● SHORT PROBLEM: Return the items word for word, from the line containing "Each instance receives one keypoint. Mark the green" through the end of the items, both ends included. Leave the pictures out of your answer.

● PROVIDED INFORMATION:
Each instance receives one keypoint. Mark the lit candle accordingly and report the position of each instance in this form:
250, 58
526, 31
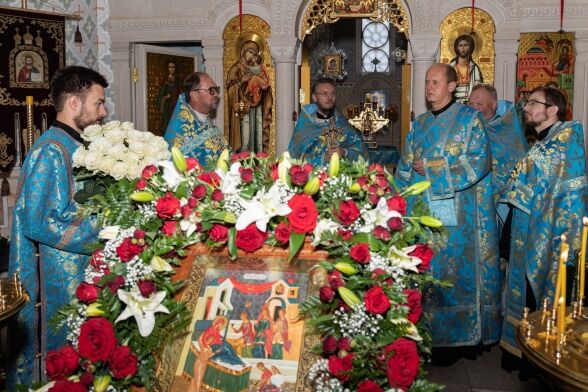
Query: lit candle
582, 263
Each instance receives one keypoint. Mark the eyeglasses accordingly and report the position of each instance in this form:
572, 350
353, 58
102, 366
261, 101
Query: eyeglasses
211, 90
332, 95
533, 102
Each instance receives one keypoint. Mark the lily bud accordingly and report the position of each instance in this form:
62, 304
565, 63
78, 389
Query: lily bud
348, 297
179, 160
430, 221
142, 196
346, 268
101, 383
334, 165
312, 186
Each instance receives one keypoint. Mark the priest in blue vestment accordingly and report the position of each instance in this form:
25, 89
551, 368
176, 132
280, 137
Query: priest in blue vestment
548, 192
50, 241
449, 147
321, 130
190, 127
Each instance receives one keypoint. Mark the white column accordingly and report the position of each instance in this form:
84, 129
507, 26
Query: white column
423, 50
505, 71
283, 51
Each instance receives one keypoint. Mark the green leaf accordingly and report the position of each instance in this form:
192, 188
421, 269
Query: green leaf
296, 242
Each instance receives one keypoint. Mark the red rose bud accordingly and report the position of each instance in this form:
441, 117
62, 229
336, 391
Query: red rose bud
217, 195
199, 191
87, 293
282, 233
298, 175
360, 253
326, 294
141, 184
146, 287
330, 345
395, 224
149, 171
381, 233
247, 175
397, 203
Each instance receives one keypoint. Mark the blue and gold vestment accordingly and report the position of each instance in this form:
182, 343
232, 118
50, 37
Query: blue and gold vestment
455, 150
49, 248
548, 191
195, 138
309, 140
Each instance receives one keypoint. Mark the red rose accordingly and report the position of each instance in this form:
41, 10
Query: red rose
128, 249
304, 214
326, 294
141, 184
210, 178
298, 175
250, 239
218, 233
330, 345
169, 228
67, 386
247, 175
340, 367
87, 293
146, 287
403, 366
376, 301
413, 299
282, 233
192, 163
344, 344
397, 203
217, 195
97, 339
61, 363
347, 213
395, 223
423, 252
167, 206
123, 363
360, 253
369, 386
199, 191
381, 233
149, 171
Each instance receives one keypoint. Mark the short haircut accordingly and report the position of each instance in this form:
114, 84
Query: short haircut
191, 83
464, 37
554, 97
488, 87
73, 80
321, 81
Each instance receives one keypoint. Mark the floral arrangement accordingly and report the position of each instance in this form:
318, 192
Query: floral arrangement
367, 313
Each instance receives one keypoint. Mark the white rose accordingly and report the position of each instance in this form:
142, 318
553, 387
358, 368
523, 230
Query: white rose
79, 157
101, 144
92, 132
119, 170
115, 135
106, 164
92, 160
111, 125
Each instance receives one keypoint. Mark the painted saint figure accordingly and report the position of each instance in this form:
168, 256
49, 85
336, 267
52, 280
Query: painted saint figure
249, 83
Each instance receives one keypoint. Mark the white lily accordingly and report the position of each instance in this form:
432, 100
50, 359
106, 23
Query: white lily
322, 226
263, 207
379, 216
141, 308
109, 232
402, 259
231, 180
171, 175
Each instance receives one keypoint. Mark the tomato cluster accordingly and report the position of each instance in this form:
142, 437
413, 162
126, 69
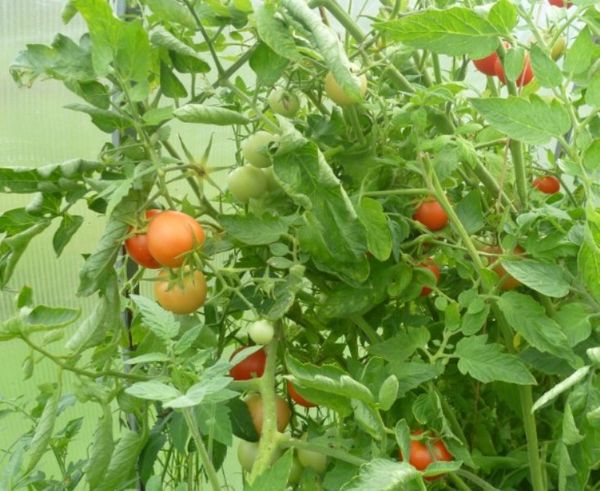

● THE REPLY:
Each instance receives one keypoint. Mark the green leaf accordingly and report the position of each instance in this form:
192, 188
421, 269
Query: green leaf
296, 242
Each instance receives one keypoint. Mark the red rose bud accordingly and report the position of each instance in this form:
441, 117
62, 229
336, 391
Query: red rose bud
217, 195
199, 191
87, 293
282, 233
298, 175
360, 253
326, 294
141, 184
146, 287
330, 345
395, 224
149, 171
381, 233
247, 175
397, 203
Each instance receives one keypoint. Mark the blue and gold vestment accordingly and report the position of each instance in this form:
182, 343
232, 118
50, 37
Query: blue and gold vestment
455, 150
49, 248
548, 191
195, 138
309, 140
Each instance receives one keypoint. Mark the red rose accordingly and report the position of each instance in this form:
41, 10
Query: red rose
128, 249
304, 214
326, 294
141, 184
210, 178
298, 175
250, 239
218, 233
330, 345
169, 228
67, 386
247, 175
340, 367
87, 293
146, 287
403, 366
376, 301
413, 299
282, 233
192, 163
344, 344
397, 203
217, 195
97, 339
61, 363
347, 213
395, 223
423, 252
167, 206
123, 363
360, 253
369, 386
199, 191
381, 233
149, 171
Each instance receives one keypoint. Mark the short haircut accordingly and report the position of each instance in this form:
114, 84
Query: short haircut
191, 83
464, 37
554, 97
488, 87
73, 80
321, 81
Each instance receives one keypoint. Mark the floral arrangement accordingly and report the position of each instance in this form:
318, 192
Query: floral arrangement
367, 313
Each instance receives one keypoint. Mark the white rose accordingly and report the position of each instance in this form:
142, 318
553, 387
358, 368
523, 230
Query: white rose
79, 157
101, 144
92, 132
119, 170
115, 135
106, 164
92, 160
111, 125
Each instance receives one keypoint. Mark the painted saint figure accordingly and report the position of each instance in this form:
168, 256
49, 85
336, 267
52, 280
Query: painted saint figure
249, 83
Each instance receives one keypoint. Mark the white lily accordingly and report the position of each instance in this form:
432, 100
50, 359
106, 23
Query: white lily
322, 226
263, 207
379, 216
141, 308
109, 232
402, 259
231, 180
171, 175
Each instance receives one keypoint. Mark the tomato cluster accordingly and report the position of each instance in this form:
142, 437
413, 162
126, 69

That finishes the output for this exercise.